(Provided data)
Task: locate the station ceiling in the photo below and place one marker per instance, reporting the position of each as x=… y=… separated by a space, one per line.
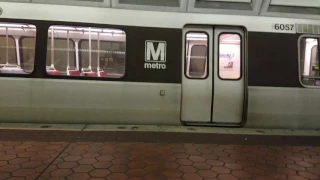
x=277 y=8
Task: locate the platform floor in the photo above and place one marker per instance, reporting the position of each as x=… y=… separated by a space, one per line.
x=55 y=154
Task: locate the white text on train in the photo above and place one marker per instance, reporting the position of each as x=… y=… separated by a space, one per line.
x=155 y=54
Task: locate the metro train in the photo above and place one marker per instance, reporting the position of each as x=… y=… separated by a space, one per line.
x=72 y=64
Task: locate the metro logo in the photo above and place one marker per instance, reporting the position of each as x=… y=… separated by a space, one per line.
x=155 y=54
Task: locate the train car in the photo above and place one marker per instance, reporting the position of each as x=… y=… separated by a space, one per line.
x=73 y=64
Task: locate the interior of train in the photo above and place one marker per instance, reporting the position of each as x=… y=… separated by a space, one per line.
x=309 y=64
x=71 y=51
x=229 y=55
x=100 y=52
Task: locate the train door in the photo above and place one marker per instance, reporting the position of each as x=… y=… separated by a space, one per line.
x=213 y=75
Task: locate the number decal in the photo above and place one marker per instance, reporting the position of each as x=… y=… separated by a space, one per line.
x=284 y=27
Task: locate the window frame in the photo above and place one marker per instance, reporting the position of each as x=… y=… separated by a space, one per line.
x=299 y=55
x=125 y=60
x=21 y=50
x=122 y=78
x=15 y=50
x=241 y=57
x=207 y=60
x=75 y=55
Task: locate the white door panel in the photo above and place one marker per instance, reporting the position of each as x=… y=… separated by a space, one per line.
x=228 y=88
x=196 y=91
x=217 y=96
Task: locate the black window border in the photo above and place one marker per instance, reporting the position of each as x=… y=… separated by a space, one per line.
x=15 y=50
x=87 y=25
x=314 y=36
x=28 y=22
x=75 y=54
x=21 y=50
x=241 y=56
x=80 y=57
x=208 y=55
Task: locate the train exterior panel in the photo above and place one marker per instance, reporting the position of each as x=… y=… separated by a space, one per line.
x=168 y=68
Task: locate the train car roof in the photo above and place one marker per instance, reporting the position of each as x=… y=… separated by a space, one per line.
x=158 y=19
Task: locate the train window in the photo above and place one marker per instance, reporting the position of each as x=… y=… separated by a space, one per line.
x=86 y=51
x=60 y=62
x=16 y=54
x=196 y=55
x=229 y=56
x=309 y=61
x=112 y=59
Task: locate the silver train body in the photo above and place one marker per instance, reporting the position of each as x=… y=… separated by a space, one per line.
x=208 y=101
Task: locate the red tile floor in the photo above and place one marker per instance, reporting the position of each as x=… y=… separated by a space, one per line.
x=69 y=155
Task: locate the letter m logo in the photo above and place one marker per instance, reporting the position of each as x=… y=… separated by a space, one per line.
x=155 y=51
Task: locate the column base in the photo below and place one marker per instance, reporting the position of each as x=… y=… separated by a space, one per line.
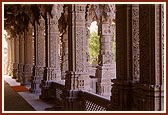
x=121 y=98
x=72 y=101
x=46 y=92
x=148 y=97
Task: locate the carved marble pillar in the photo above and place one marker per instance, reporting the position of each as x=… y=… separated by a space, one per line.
x=39 y=55
x=52 y=70
x=107 y=66
x=121 y=98
x=64 y=53
x=76 y=77
x=28 y=57
x=53 y=62
x=21 y=57
x=9 y=55
x=150 y=92
x=16 y=57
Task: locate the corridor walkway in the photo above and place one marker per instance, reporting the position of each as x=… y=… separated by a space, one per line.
x=21 y=101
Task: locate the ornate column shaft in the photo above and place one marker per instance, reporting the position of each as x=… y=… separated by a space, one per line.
x=12 y=56
x=107 y=66
x=64 y=53
x=16 y=57
x=150 y=92
x=28 y=57
x=121 y=89
x=39 y=55
x=21 y=56
x=9 y=55
x=76 y=77
x=52 y=70
x=53 y=62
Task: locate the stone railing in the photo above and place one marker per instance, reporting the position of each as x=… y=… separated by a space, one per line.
x=89 y=101
x=94 y=102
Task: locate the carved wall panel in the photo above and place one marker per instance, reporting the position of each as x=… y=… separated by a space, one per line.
x=135 y=43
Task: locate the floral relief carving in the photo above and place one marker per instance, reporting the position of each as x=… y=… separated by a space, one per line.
x=135 y=42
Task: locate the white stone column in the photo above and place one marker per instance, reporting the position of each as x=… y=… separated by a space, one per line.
x=53 y=59
x=64 y=53
x=52 y=69
x=39 y=55
x=21 y=56
x=28 y=57
x=9 y=55
x=16 y=57
x=107 y=66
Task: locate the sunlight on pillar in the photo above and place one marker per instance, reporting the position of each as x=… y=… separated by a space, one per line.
x=5 y=52
x=93 y=27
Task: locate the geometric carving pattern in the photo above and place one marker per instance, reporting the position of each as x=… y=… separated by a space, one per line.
x=135 y=42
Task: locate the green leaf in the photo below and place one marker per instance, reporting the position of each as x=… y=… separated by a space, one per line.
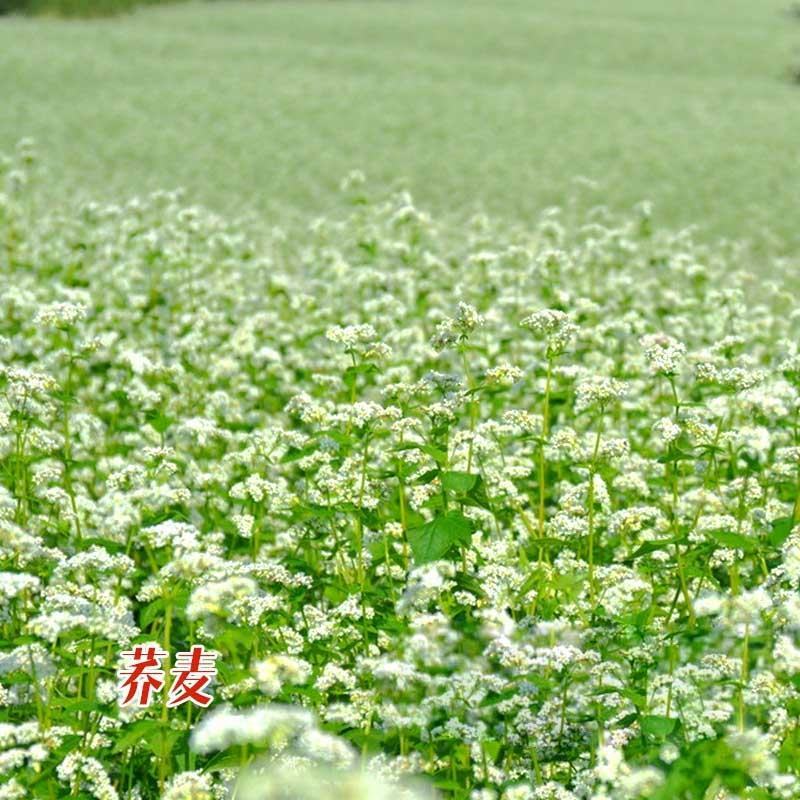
x=434 y=539
x=731 y=539
x=651 y=547
x=458 y=482
x=137 y=732
x=657 y=725
x=781 y=528
x=151 y=612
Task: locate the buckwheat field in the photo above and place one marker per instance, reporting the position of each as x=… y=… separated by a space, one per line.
x=478 y=512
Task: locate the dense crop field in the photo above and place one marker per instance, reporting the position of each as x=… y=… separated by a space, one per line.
x=265 y=105
x=511 y=512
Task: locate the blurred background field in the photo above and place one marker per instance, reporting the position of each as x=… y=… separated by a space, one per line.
x=477 y=104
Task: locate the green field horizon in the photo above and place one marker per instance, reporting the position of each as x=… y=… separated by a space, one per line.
x=472 y=106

(What is needed) Update everything from the line containing "Task: locate the sunlight" down to the end of the data so that "marker" reads "pin" throughout, with nothing else changed. Leave the pictures out of your answer.

(Worked answer)
Task: locate the sunlight on pillar in the photo above and place one pin per instance, reporting the position of each as x=… y=… separated by a space, one per line.
x=5 y=52
x=93 y=27
Task: locate the geometric carving pattern in the photo above and place one pin per instance, reporting the position of each as x=… y=… separated by a space, one per line.
x=135 y=42
Task: locate the green leaf in the photo below and place one pin per instance, reporting the position of each as x=… y=… separated by a space, one per line.
x=434 y=539
x=731 y=539
x=651 y=547
x=458 y=482
x=137 y=732
x=657 y=725
x=781 y=528
x=151 y=612
Task: locate the buckwheat field in the photo above and place one pin per instance, reporting the position of each as x=… y=… separated by a space, one per line.
x=478 y=512
Task: locate the dense crop field in the photo above and place one pin per instance, reporting the position of each as x=… y=… separated by a space, one per line.
x=265 y=105
x=511 y=512
Task: locate the blurred background field in the photo above and place one pin per instance, reporting the position of each as x=… y=… separated by a space, one per line.
x=477 y=104
Task: locate the green field horizon in the photo above and place one pin per instance, reporting the position of each as x=… y=… separated by a space, one per line.
x=472 y=106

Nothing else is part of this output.